Student Portfolio & Graduate Research

Undergraduate students create a portfolio to prepare for graduation. 

Your portfolio will be one of the most important projects you do during your undergraduate career. In it, you will collect and evaluate your writing expertise, which you can use when applying to jobs or graduate programs. 

Not only is your portfolio an academic project, but one that will help you in your post graduate pursuits. 

Graduate students will complete a graduate research paper

Undergraduate Portfolio 

In the last semester of your English major, you’ll enroll in ENG 490 – Portfolio. This course is a graded, 1-credit class in which you’ll demonstrate how your English course work and projects meet the department’s goals.

The key to success in your portfolio all comes down to this: between your first semester and your last, save all your English papers, projects, and other documents that relate to the department goals. 

It’ll be very difficult for you to create a portfolio if you don’t keep track of your work throughout your education.

You can find sample portfolios in the English Department. Just ask a professor, and they’ll point you in the right direction.

- **The problem**
According to the text on student portfolios, in which semester do English majors enroll in ENG 490 – Portfolio, and how many credits is it worth?

- **Dataset rows**
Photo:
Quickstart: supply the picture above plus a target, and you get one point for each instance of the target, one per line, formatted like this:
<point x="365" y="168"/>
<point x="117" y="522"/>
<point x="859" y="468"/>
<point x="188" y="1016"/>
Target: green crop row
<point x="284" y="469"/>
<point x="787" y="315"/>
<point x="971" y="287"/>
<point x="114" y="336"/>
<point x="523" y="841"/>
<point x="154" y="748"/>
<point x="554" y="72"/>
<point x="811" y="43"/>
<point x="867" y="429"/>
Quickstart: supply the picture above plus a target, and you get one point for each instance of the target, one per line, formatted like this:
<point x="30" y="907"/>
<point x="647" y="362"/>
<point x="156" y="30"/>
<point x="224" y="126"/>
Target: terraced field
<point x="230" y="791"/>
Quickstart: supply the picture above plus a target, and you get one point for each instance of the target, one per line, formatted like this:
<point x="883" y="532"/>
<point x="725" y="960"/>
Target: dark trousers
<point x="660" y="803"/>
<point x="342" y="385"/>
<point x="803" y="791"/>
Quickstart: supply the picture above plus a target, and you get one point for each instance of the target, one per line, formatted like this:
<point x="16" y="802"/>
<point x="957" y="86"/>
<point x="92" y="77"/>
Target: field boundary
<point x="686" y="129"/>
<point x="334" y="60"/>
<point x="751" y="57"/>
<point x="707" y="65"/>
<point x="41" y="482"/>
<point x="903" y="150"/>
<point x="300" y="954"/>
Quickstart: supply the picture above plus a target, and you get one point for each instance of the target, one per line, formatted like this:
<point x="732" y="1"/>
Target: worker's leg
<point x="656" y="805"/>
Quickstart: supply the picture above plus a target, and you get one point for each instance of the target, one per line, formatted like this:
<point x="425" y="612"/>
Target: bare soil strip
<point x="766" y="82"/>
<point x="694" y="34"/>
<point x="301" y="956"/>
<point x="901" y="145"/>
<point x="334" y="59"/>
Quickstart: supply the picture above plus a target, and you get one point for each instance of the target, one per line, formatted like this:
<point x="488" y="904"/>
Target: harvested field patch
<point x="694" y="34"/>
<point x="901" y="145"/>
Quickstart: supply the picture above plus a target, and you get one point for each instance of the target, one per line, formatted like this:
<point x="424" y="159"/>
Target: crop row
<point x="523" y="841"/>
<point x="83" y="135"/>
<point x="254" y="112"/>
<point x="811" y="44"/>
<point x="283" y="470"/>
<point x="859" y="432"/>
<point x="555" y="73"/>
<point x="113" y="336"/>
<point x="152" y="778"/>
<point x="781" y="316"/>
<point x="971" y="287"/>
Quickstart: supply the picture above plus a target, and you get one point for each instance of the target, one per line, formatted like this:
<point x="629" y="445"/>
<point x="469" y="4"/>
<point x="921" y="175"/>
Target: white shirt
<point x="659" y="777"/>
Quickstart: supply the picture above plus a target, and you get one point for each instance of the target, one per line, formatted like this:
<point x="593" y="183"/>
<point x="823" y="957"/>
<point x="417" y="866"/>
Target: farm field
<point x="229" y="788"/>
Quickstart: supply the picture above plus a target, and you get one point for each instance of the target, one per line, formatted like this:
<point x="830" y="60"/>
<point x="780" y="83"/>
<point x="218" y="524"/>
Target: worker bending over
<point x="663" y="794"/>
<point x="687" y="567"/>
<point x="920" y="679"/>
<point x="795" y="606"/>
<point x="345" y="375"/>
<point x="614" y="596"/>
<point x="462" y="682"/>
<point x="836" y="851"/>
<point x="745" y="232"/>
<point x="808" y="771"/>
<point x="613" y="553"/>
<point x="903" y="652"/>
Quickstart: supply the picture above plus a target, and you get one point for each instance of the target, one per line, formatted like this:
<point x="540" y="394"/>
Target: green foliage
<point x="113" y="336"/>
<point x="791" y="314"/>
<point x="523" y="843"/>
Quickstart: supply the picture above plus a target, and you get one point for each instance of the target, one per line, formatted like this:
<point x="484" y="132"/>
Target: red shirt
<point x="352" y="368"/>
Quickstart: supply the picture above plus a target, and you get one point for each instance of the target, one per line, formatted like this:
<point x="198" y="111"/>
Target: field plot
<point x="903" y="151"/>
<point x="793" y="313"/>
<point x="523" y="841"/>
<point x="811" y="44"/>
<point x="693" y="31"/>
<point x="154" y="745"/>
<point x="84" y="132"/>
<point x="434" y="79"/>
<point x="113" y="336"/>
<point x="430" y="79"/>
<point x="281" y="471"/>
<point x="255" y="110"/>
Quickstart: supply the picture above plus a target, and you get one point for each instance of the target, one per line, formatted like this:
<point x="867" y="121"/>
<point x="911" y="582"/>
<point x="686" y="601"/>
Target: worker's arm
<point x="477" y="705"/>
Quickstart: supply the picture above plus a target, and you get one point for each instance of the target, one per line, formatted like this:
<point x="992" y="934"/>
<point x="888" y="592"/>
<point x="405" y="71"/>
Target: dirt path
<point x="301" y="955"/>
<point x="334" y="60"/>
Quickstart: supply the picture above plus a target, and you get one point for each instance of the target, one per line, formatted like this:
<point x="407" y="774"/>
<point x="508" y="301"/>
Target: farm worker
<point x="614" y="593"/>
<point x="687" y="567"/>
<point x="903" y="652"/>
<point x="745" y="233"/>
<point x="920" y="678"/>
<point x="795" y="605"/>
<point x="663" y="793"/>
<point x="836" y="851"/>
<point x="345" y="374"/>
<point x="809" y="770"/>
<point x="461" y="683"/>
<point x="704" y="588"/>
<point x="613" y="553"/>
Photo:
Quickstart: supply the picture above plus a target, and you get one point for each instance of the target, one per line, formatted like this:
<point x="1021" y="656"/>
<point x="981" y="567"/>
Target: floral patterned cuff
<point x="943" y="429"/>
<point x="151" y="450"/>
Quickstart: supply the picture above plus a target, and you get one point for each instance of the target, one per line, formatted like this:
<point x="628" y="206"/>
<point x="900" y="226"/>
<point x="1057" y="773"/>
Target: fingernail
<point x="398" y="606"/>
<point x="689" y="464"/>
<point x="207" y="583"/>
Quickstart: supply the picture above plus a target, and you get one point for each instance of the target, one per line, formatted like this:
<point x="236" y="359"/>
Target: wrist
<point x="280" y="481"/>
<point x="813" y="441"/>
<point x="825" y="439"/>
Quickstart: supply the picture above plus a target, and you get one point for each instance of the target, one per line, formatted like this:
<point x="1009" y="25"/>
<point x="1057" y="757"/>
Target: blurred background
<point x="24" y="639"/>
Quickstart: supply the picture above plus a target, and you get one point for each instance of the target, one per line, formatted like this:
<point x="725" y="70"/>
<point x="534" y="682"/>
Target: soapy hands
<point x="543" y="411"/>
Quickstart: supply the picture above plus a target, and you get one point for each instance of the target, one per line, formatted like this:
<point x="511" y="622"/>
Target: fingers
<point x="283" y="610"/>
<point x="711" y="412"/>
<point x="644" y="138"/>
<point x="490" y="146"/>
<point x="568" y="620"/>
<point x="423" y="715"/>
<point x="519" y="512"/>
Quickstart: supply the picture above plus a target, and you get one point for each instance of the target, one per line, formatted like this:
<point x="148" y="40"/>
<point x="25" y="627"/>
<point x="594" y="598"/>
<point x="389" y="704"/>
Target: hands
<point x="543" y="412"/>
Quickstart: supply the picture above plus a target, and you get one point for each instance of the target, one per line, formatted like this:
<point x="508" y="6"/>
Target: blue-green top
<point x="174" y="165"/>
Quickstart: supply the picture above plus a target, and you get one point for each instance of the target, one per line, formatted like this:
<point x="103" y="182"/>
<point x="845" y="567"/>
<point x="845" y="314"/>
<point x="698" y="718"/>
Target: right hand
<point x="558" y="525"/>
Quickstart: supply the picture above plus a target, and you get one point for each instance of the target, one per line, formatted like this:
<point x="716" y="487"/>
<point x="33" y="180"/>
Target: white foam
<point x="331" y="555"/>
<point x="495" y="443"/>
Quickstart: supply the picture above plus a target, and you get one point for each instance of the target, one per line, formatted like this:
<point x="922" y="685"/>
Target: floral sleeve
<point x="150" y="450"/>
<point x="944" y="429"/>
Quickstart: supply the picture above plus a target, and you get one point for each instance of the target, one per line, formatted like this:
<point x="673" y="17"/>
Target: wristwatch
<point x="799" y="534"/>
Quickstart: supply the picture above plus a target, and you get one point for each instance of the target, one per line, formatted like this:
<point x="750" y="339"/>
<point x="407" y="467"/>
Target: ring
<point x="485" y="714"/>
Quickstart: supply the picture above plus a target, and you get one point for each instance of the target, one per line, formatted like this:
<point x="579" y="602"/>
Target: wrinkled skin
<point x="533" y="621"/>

- **Expected answer**
They enroll in the last semester of the English major, and it is a graded, 1-credit class.